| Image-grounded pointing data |
────────────────────────────────────────
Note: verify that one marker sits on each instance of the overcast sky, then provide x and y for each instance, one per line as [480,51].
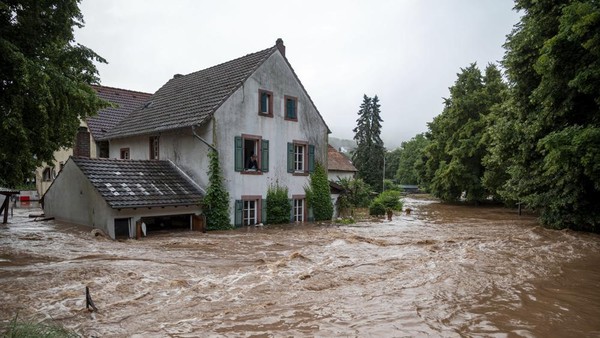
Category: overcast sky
[407,52]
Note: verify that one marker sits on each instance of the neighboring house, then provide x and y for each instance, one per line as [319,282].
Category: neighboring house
[253,105]
[339,165]
[90,131]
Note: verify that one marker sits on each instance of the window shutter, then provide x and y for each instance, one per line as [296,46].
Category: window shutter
[290,157]
[263,211]
[239,154]
[238,213]
[264,156]
[264,100]
[311,158]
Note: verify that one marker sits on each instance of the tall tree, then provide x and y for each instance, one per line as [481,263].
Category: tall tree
[455,156]
[45,82]
[410,159]
[549,134]
[369,154]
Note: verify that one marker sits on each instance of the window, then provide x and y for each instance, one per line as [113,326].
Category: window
[47,174]
[298,210]
[154,148]
[265,103]
[291,108]
[124,153]
[251,154]
[82,143]
[299,151]
[250,210]
[301,157]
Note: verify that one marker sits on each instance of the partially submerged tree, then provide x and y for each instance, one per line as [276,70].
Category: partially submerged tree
[369,154]
[318,194]
[216,201]
[45,82]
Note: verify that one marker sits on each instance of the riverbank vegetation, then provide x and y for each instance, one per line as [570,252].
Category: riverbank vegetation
[528,130]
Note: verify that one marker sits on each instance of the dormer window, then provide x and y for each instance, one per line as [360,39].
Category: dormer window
[265,103]
[291,108]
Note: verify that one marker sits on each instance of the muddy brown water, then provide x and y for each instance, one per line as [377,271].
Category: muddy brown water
[442,271]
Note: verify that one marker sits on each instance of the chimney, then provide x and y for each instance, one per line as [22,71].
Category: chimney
[280,46]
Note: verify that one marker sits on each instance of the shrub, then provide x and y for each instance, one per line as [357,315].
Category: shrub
[278,205]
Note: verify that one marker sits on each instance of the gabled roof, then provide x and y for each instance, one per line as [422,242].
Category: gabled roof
[125,100]
[188,100]
[337,161]
[139,183]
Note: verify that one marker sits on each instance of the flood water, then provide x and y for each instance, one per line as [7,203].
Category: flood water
[442,271]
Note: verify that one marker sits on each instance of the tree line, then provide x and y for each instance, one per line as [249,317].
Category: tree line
────────────────────────────────────────
| Task statement |
Quote verbatim the line containing "line as [377,271]." and every line after it through the end of the records above.

| Written reply |
Note: verify that one marker sits on each instance of the muddy brown water, then provide x and y for each instance, one per line as [377,271].
Category: muddy brown water
[442,271]
Note: verify that one marker sits on each instance of the chimney, then provide x and y for each instance, one per line as [22,71].
Category: chimney
[280,46]
Note: verify that one marker sits on each instance of the shrub, then provide x and y for each instance, one per line as [357,315].
Category: shrub
[278,205]
Note: verify that one marker sits on each instance of the gabled roof, then provide x and y for each instance, one per line as [422,242].
Category: gabled roof
[125,100]
[188,100]
[337,161]
[139,183]
Note: verify that one marker sits on each instance of the flood water, then provide x and y for each instance, one per line as [7,203].
Category: flood water
[442,271]
Note: verify that one marker sits on each instance of the tree line, then provide x and y for each instance, one per line as [249,317].
Category: tree line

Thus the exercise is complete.